**Arbeitsauftrag 1:**
Zähle alle Bereiche auf, in denen Abgeordneter Brosz laut dem Text zur Minderheitenpolitik Defizite ortet.
**Arbeitsauftrag 2:**
Schreibe den Text zur Minderheitenpolitik im Anschluss an seinen letzten Satz weiter.

==== Vorgegebener Text ====

Abgeordneter BROSZ (G) konnte sich nicht der Meinung von Bundeskanzler Schüssel anschließen, dass Österreich Wegweiser in der Minderheitenpolitik ist. Warum habe man dann nicht die Charta für Regional- und Minderheitensprachen ratifiziert, fragte er. Defizite ortete er u.a. in den Bereichen der zweisprachigen vorschulischen Versorgung, der Unterstützung der Minderheiten-Radios und -Medien, der Ausbildung von zweisprachigem pädagogischen Personal und der durchgängigen bilingualen Schulausbildung. Er brachte deshalb einen Entschließungsantrag seiner Fraktion ein, in dem die Grünen eine entsprechende Überarbeitung des Volksgruppengesetzes fordern.

In einer tatsächlichen Berichtigung wies Abgeordneter Dr. ZERNATTO (V) darauf hin, dass es in Kärnten 14 zweisprachige Kindergärten gibt, und zwar 8 private und 6 Gemeindekindergärten.

==== Übungsdaten ====

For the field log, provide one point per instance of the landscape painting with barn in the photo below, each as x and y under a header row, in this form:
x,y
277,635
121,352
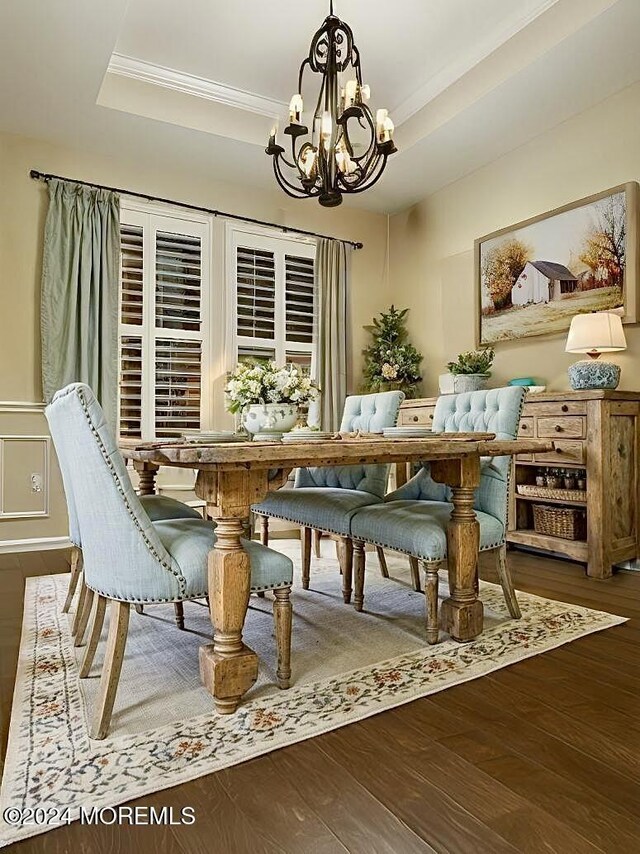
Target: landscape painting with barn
x,y
535,276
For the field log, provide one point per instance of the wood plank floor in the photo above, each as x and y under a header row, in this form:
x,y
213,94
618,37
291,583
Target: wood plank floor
x,y
543,756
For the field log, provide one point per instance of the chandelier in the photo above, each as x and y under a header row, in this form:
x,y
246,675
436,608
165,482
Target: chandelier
x,y
346,151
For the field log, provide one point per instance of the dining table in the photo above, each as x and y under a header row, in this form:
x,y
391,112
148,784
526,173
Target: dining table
x,y
232,476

====

**Lösung 1:**
- zweisprachige vorschulische Versorgung
- Unterstützung der Minderheiten-Radios und -Medien
- Ausbildung von zweisprachigem pädagogischen Personal
- durchgängige bilinguale Schulausbildung

**Lösung 2:**
Es sei äußerst erfreulich, dass es im Rahmen einer Vier-Parteien-Vorlage gelungen sei, das Bekenntnis zur sprachlichen und kulturellen Vielfalt als Staatszielbestimmung zu verankern, erklärte Abgeordneter REHEIS (S). Die SPÖ sei die erste Partei gewesen, die schon vor einigen Jahren einen weitreichenden Entwurf zu dieser Thematik eingebracht habe, erinnerte der Redner, dem die Volkspartei jedoch nicht zustimmen wollte. Man dürfe sich jedoch nicht auf den Lorbeeren ausruhen, warnte Reheis, und es werde in Zukunft notwendig sein, sich etwa verstärkt für die Medienversorgung der Minderheiten einzusetzen. Die Kürzung der Förderungen für Minderheitenradios von 15 auf 10 Mill. S sei daher sicherlich der falsche Weg.

Die Vorlage wurde einstimmig angenommen; abgelehnt wurde hingegen der G-Entschließungsantrag, der nur von den Sozialdemokraten und den Grünen unterstützt wurde. (Schluss)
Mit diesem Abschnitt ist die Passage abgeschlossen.